**Given problem**
Switch each "Point out" in these lines to "Mark", and write the lines out again with nothing else changed.

**Data records**
§

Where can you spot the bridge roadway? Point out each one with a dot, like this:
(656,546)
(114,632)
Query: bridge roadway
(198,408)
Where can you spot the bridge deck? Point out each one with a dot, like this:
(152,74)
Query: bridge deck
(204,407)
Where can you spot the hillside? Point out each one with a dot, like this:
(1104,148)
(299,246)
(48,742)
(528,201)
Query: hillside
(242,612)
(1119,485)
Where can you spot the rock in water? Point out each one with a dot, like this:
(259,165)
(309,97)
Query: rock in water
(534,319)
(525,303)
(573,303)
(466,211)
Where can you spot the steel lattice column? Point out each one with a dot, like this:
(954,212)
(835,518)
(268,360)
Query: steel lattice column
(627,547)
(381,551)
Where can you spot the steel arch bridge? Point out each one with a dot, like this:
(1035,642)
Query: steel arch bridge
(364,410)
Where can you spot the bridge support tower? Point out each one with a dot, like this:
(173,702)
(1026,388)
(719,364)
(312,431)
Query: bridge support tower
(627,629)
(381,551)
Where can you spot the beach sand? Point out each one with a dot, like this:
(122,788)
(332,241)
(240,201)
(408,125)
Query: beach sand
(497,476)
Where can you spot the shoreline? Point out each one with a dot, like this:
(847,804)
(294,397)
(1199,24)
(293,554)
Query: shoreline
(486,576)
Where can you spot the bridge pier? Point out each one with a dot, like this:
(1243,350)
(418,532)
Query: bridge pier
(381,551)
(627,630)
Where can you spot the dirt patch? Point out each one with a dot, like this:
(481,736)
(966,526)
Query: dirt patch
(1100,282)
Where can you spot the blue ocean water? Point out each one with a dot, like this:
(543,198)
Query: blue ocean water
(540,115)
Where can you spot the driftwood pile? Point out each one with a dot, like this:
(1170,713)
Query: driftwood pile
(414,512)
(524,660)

§

**Exercise output**
Where can you spot the bridge roadway? Mark each one with a dot, like this:
(656,546)
(114,632)
Query: bridge roadway
(198,408)
Where can you spot the bridge deck? Mark each one with a dot, like this:
(152,74)
Query: bridge deck
(204,407)
Where can you spot the hillside? Mark each one with a dot, like this:
(1104,148)
(299,246)
(48,742)
(528,201)
Query: hillside
(242,612)
(1119,485)
Where can you spot the rock in water? Mark each one with a dot, like this:
(259,165)
(309,97)
Query: rock in water
(534,319)
(525,303)
(573,303)
(466,211)
Where can you spot the steel lattice column? Mark each one with a dot, like this:
(954,212)
(835,518)
(268,360)
Query: steel lattice column
(627,547)
(381,551)
Where can you spot the steel arch bridge? Mark each one with a dot, like this:
(1035,642)
Query: steel arch bridge
(364,410)
Where can you spot the bridge support tower? Mark each one with a dot, like this:
(173,702)
(1026,388)
(719,364)
(312,431)
Query: bridge support tower
(627,629)
(381,551)
Where can you spot the beach sand? Mark each one with a dot, like this:
(122,788)
(332,241)
(240,201)
(408,125)
Query: beach sand
(497,476)
Where can you spot the shoreline? Mark each one with a dot, like this:
(847,804)
(294,397)
(1199,24)
(293,554)
Query: shoreline
(486,576)
Where can you spot the bridge pier? Mark each one with a dot, like this:
(1243,350)
(418,532)
Query: bridge pier
(381,551)
(627,630)
Where can you spot the dirt patch? Mark each one with a dot, like this:
(481,736)
(966,526)
Query: dirt patch
(1100,282)
Where can you spot the blue ocean water? Mark each one with a dot, like this:
(543,198)
Query: blue ocean water
(540,115)
Where can you spot the driftwood pile? Mark each one with a dot, like this:
(1170,713)
Query: driftwood pile
(414,512)
(524,660)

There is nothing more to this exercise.